===== Records for the task =====

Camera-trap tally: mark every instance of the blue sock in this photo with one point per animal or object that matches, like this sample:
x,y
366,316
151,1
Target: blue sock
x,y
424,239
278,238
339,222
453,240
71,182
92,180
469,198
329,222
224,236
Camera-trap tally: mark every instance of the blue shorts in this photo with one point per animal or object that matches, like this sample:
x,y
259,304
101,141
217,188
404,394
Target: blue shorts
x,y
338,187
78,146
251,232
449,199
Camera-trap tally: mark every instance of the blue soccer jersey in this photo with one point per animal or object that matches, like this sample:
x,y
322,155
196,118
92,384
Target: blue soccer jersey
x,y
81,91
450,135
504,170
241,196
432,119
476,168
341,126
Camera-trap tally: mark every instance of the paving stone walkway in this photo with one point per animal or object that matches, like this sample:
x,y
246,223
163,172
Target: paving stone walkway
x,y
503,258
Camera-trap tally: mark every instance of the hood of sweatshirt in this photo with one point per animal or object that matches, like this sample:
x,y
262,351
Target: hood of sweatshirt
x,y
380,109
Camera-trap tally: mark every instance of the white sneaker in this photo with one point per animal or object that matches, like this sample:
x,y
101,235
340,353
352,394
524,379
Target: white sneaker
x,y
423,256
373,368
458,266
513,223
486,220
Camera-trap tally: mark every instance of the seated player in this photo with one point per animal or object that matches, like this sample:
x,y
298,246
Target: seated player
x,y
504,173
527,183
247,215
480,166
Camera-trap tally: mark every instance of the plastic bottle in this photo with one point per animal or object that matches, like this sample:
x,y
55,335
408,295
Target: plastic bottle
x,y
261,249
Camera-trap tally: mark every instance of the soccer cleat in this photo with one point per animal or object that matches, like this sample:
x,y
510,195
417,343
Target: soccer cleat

=====

### Task description
Copy every one of the lines above word for word, from first to last.

### Response to this exercise
Camera-trap tally: mark every instance of the blue sock in this photo with one point per animal or object that matches, like this sample:
x,y
366,316
151,1
Target: blue sock
x,y
424,239
278,238
339,222
453,240
71,182
92,180
469,198
329,222
224,236
Camera-trap tally: mark every instance of the blue shorts in this photo with one point per animal or object that matches, like this sample:
x,y
259,304
101,141
217,188
404,394
Target: blue shorts
x,y
338,187
78,146
251,232
449,199
Camera-trap tally: mark every instance of the blue soccer jersey in this photo with one point per animal or object that matches, like this sample:
x,y
322,155
196,118
92,384
Target: blue soccer jersey
x,y
81,91
450,135
504,170
241,196
432,119
476,168
341,126
Camera-trap tally: mark every instance of the paving stone walkway in this photo with one point per animal or object that matches, like this sample:
x,y
246,223
163,172
Target: paving stone walkway
x,y
503,258
Camera-trap tally: mark every instance of the hood of sweatshirt in this photo with one point per animal or object that matches, like this sample:
x,y
262,351
Target: hood of sweatshirt
x,y
380,109
Camera-trap tally: mark every instance of the white sneaker in this photo with one point per animal or object that matches, like this sample:
x,y
101,235
340,353
352,394
524,379
Target: white sneaker
x,y
423,256
373,368
458,266
513,223
486,220
Camera-trap tally: mark every instance of the seated player in this photo with one point per animal or object that matches, like this sample:
x,y
298,246
Target: seated player
x,y
504,173
527,183
247,215
480,166
Camera-trap tally: mark every instance of the plastic bottle in this photo with one point per animal or object that matches, like this sample:
x,y
55,335
408,295
Target: plastic bottle
x,y
261,249
Camera-trap tally: mark every instance of the soccer cleat in this photo with one point per animal or object that matches, like this sample:
x,y
510,195
417,343
Target: soccer cleat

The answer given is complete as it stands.